* PROBLEM DESCRIPTION: Rewrite the material below as a numbered list, one line per item, skipping blank lines and leaving out the pictures.
───── LISTED ENTRIES
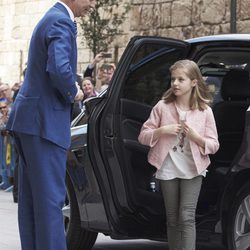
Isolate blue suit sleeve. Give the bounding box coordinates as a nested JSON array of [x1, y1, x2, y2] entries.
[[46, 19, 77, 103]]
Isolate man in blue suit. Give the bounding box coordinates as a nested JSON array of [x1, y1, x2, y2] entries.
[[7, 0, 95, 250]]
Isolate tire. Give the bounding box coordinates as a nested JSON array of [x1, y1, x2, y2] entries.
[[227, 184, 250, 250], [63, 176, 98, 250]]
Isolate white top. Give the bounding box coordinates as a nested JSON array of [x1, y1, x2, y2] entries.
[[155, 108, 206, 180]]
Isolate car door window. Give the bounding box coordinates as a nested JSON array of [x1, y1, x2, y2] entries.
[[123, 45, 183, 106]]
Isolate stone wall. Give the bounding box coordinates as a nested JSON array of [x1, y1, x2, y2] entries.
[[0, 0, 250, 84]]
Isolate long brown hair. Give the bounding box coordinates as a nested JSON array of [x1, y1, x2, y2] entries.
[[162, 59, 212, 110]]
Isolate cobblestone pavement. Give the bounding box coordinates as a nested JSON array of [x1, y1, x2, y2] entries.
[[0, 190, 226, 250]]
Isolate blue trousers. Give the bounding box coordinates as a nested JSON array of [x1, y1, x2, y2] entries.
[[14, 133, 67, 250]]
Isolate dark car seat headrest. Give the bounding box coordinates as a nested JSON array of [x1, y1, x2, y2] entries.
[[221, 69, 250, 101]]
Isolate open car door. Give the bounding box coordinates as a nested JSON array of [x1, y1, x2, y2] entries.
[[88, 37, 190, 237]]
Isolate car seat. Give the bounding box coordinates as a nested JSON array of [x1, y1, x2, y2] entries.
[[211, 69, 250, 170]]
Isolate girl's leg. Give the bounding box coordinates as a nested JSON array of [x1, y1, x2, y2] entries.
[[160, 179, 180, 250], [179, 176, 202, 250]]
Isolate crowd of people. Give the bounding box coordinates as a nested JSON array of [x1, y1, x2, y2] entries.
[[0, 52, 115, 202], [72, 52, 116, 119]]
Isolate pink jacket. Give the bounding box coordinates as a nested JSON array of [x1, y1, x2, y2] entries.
──────────
* RESPONSE TO THIS EXERCISE:
1. Isolate blue suit sleeve. Give the bounding box coordinates as a nested JSON array of [x1, y1, x2, y2] entries.
2. [[46, 19, 77, 103]]
3. Isolate man in blue suit. Give the bounding box coordinates as a nested JSON array of [x1, y1, x2, y2] entries.
4. [[7, 0, 95, 250]]
5. Isolate tire. Give the bounding box coordinates as a nested JSON array of [x1, y1, x2, y2] entries.
6. [[227, 184, 250, 250], [63, 176, 98, 250]]
7. Isolate white top. Give the bounding box coordinates as a nested JSON array of [x1, y1, x2, y2] entries.
8. [[155, 108, 206, 180]]
9. Isolate car door window. Give the bounding box coordinates as a nested JSON array of [x1, y1, x2, y2] entries.
10. [[123, 45, 183, 106]]
11. Isolate stone wall. Give the bounding box coordinates as a nested JSON array of [x1, y1, x2, y2] entries.
12. [[0, 0, 250, 84]]
13. Isolate long brown hair. Give the bounding box coordinates as a nested JSON array of [x1, y1, x2, y2] entries.
14. [[162, 59, 212, 110]]
15. Isolate cobblestone pavement. Give the bounding box coordinates as a nested JSON array of [x1, y1, x2, y2] entries.
16. [[0, 190, 226, 250]]
17. Isolate blue trousers. Give the bounding box coordinates as a nested JSON array of [x1, y1, x2, y2] entries.
18. [[14, 133, 67, 250]]
19. Isolate dark car seat headrest. Give the bounding box coordinates as a nested JSON array of [x1, y1, x2, y2] entries.
20. [[221, 69, 250, 101]]
21. Isolate open car door. Give the bounding box coordinates as a nested JSON array of [x1, y1, x2, y2] entries.
22. [[88, 37, 190, 237]]
23. Isolate car seat. Give the bounding box coordinates as a nested JSON array of [x1, y1, x2, y2] entries.
24. [[211, 69, 250, 170]]
25. Isolate girl's leg. Give the bounding box coordinates as a nested JSON array of [x1, y1, x2, y2] entries.
26. [[160, 179, 180, 250], [179, 176, 202, 250]]
27. Isolate crowd of people. Give the bounding box coordinates as a nested JSON array of [x1, y1, x2, y2] entries.
28. [[0, 52, 115, 202], [72, 52, 116, 119]]
29. Isolate pink jacket. Give the bounding box coordinates as a nested JSON array of [x1, y1, x2, y2] entries.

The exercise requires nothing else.